● Records provided
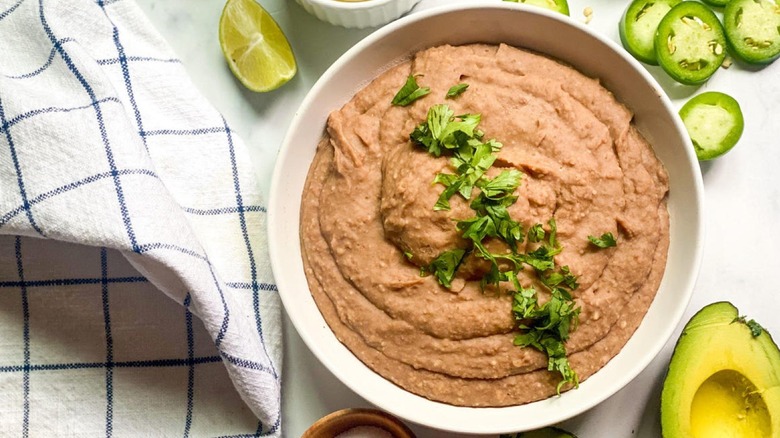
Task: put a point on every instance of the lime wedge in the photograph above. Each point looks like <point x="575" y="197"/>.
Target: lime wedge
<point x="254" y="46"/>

==

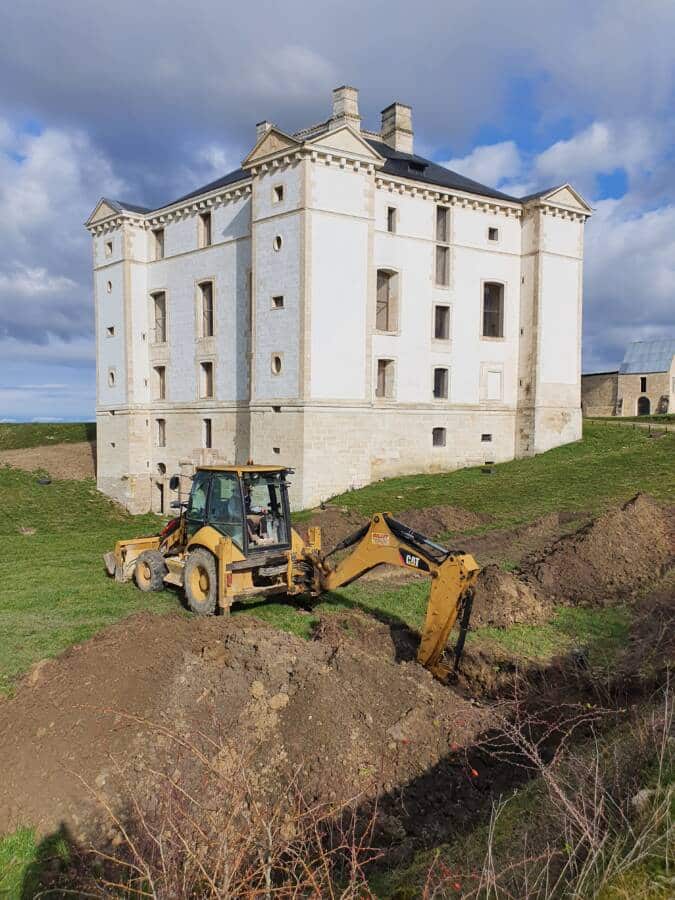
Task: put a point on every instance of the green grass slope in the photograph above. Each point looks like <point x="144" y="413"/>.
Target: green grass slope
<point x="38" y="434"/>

● Work instructions
Extract each line of the records above that contains the word "every". Case counts, so treat uppercase and lowercase letters as different.

● Problem solution
Task: put a point on every instance of the lime wedge in the photograph above. Each point looks like <point x="575" y="197"/>.
Task: put a point on every instance of the green grass slope in the photograph above. Each point looks like <point x="144" y="413"/>.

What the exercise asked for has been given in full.